▶ _必做任务 1_
依据引用原文，用一到三句话说明：为什么到了戊戌政变以后，改良派的文学计划才得以全面展开？

关键词 近代文学 新文学 新小说 新文体 诗界革命

梁启超(1973-1929)是在中国传统文学向新文学过渡中发挥了很大影响力的人物。他是十九世纪末二十世纪初学习西方文化成就很杰出的人,他把学习所得转化为行动,并以炽热的传道热忱,将西方各种新学理的火种传遍中国。在政治上他是有影响力的行动家,在思想上他是发聋振聩的启蒙者。在他以前的改良家都没有余暇去处理文学改良的问题,他们大多只是不自觉的实现了历史赋予他们的任务,并不主动积极的去从事理论的建设与创新的尝试。梁启超基于政治改良的需要,在文学改良方面不但运筹帷幄,树立方案,规模远景,而且还粉墨登场,示范创作,启迪后生;不单如此,他还利用报刊,联络同道,造成声势。在这些方面,梁启超显示了他在中国文学走向世界过程中特殊重要的、无可取代的地位。

梁启超的文学事业,是维新派全盘改良计划的一只棋子。在戊戌政变之前,他也像黄遵宪(1848-1905)、康有为(1858-1927)等改良派前辈那样,虽然意识到文学(特别是小说)在改良事业中的重要性,在作品中也作了一些突破传统的尝试,但限于时间和精力,他们却未能落实文学改良的计划。在二十世纪之前,中国翻译西方文学作品寥寥可数,这些改良家也缺乏足够的外语能力去接触外国的文学作品,无法借鉴西洋。戊戌政变以后,梁启超流亡日本,掌握了日文汉读的技能,有能力阅读日本文学作品及有关文献,又透过日文著作及翻译去窥探西方文学,知其大略,这时改良派的文学计划才能全面展开,理论、翻译、创作三管齐下,这才真正动摇了传统文学的根本,把中国文学送上通往世界的列车。

▶ _待处理记录_
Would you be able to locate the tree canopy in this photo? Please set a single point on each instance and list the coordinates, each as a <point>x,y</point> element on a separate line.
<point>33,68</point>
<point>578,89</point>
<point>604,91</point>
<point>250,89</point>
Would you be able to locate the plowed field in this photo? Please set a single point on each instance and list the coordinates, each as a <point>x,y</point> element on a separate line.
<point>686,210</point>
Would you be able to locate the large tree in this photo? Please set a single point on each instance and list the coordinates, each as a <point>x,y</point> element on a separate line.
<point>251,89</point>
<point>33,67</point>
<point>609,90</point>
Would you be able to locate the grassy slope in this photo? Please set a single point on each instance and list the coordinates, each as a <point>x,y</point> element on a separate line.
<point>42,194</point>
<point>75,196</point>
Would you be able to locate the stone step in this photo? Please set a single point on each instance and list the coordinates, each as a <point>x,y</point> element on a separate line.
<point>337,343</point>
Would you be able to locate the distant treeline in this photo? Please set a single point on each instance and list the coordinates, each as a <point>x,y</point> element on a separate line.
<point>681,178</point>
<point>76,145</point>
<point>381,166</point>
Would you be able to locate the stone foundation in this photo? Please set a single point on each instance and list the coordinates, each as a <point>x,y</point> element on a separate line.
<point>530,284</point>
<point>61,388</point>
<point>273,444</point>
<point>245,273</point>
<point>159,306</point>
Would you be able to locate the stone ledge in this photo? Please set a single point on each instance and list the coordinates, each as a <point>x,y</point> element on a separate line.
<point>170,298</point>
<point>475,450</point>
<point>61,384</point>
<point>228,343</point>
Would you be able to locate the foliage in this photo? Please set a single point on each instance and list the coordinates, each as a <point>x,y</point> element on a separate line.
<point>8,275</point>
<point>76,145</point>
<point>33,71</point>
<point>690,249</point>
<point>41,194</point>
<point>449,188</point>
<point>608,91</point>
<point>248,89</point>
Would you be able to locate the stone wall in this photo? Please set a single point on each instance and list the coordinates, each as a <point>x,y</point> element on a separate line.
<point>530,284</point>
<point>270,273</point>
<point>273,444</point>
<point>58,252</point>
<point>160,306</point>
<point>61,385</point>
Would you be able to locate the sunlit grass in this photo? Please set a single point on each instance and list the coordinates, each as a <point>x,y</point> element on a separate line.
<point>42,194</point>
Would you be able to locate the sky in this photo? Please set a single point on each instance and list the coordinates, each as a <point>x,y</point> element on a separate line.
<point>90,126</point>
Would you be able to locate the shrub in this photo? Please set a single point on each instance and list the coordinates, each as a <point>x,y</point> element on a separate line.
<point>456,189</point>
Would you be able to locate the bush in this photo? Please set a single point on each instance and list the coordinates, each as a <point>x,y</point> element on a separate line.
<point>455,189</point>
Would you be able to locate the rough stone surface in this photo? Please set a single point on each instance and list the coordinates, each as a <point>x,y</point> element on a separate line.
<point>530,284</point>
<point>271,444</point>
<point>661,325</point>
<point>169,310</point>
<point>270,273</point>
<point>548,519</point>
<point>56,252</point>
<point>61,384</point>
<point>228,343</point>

▶ _必做任务 2_
把待处理记录中从开头直至含有“<point>609,90</point>”的那一行（首尾两行均包括）的这一段转写为两列 CSV，列名分别为“文字”和“答案”。每条记录连同其答案占一行，两项各放在一个带引号的字段里，字段内的换行一律改为空格。

▶ _参考答案 1_
因为戊戌政变后梁启超流亡日本，掌握了日文汉读的技能，能够阅读日本文学作品及有关文献，又透过日文著作及翻译窥探西方文学，知其大略。此前的改良家限于时间和精力，又缺乏足够的外语能力去接触外国文学作品，无法借鉴西洋；此时理论、翻译、创作才得以三管齐下。

▶ _参考答案 2_
文字,答案
"Would you be able to locate the tree canopy in this photo? Please set a single point on each instance and list the coordinates, each as a <point>x,y</point> element on a separate line.","<point>33,68</point> <point>578,89</point> <point>604,91</point> <point>250,89</point>"
"Would you be able to locate the plowed field in this photo? Please set a single point on each instance and list the coordinates, each as a <point>x,y</point> element on a separate line.","<point>686,210</point>"
"Would you be able to locate the large tree in this photo? Please set a single point on each instance and list the coordinates, each as a <point>x,y</point> element on a separate line.","<point>251,89</point> <point>33,67</point> <point>609,90</point>"